-- Work to do --
How many lines in the items below contain the string "plant"? Reply with the number alone.

+++

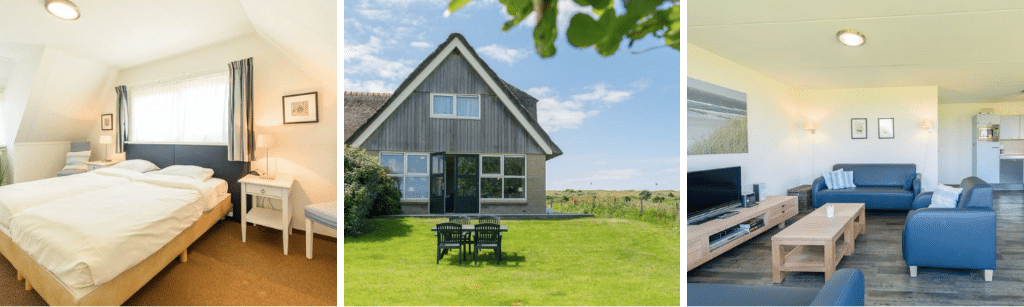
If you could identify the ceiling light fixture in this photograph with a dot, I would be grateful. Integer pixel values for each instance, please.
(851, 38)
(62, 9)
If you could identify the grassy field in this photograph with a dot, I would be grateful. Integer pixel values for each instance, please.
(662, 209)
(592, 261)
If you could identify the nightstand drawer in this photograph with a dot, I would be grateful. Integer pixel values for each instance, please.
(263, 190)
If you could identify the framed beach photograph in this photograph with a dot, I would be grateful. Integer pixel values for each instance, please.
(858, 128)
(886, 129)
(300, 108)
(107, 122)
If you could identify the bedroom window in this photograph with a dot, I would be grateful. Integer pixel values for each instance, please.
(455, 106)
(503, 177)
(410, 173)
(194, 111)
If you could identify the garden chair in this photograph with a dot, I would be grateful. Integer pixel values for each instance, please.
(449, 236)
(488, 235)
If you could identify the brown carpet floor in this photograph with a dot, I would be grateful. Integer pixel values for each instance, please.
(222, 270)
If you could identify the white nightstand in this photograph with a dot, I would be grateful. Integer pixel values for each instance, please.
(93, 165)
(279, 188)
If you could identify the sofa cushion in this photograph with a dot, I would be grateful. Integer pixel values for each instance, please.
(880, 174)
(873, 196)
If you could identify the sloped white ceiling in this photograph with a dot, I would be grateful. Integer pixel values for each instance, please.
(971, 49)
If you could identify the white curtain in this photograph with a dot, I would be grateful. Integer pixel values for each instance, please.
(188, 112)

+++

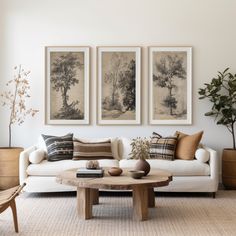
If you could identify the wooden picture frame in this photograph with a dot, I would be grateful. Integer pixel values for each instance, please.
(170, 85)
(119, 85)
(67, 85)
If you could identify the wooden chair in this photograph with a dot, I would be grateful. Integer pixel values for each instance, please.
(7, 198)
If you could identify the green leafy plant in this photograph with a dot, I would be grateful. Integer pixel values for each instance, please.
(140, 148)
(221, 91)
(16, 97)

+++

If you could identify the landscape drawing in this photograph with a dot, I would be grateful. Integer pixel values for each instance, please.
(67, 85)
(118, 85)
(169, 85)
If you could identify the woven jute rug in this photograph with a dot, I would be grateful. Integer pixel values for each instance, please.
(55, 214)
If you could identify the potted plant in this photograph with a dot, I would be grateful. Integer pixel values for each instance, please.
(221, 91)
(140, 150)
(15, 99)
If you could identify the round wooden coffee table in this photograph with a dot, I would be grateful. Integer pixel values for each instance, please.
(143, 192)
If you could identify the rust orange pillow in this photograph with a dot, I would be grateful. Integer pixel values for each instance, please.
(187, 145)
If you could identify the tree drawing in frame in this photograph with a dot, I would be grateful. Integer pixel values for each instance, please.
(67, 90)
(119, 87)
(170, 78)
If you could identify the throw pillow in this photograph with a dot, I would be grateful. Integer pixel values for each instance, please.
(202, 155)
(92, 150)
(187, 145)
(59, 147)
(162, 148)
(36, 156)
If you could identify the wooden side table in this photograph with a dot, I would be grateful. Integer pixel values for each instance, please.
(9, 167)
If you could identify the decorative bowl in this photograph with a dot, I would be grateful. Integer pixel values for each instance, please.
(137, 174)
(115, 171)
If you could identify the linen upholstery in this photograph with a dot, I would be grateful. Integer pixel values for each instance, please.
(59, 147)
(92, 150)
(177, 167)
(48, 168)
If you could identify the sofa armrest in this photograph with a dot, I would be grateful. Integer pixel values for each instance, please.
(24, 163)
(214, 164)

+++

-- Complete output --
2